(Entries from a dataset)
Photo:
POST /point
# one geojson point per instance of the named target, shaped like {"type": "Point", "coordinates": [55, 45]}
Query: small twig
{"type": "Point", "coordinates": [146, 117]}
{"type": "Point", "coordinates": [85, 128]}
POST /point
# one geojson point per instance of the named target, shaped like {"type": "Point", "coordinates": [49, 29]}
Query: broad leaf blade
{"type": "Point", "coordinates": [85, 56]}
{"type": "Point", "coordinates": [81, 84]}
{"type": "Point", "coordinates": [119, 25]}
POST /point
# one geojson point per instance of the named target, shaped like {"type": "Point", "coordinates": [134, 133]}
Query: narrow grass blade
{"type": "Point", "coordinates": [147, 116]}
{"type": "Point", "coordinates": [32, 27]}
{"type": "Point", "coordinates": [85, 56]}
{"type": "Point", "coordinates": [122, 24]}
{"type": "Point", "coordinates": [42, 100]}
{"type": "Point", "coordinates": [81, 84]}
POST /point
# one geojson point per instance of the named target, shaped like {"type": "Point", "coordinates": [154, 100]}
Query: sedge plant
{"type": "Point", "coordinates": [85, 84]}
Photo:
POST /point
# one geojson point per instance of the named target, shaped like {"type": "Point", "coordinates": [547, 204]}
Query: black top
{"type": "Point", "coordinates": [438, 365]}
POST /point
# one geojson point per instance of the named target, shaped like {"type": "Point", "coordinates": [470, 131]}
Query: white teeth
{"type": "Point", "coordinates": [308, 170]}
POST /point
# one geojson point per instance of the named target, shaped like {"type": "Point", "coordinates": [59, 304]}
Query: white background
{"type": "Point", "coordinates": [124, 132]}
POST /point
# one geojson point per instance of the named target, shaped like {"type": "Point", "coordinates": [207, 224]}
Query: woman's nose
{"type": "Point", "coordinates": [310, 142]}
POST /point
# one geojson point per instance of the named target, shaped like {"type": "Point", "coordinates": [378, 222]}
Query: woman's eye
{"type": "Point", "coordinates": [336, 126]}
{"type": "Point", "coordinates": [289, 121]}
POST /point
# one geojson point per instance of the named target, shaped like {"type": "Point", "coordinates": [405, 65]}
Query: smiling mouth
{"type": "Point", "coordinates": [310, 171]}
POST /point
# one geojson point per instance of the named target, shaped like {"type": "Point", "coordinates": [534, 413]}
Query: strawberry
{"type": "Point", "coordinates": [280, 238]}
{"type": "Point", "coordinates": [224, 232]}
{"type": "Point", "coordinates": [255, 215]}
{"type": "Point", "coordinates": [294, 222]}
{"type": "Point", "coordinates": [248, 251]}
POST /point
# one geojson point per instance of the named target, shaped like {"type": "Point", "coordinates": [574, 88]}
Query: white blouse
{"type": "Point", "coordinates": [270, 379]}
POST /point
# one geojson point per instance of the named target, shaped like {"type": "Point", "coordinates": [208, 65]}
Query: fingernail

§ **Task**
Find each line in the material above that contains the word "white", and copy every such line.

§ **Response below**
Query: white teeth
Query: white background
Query: white blouse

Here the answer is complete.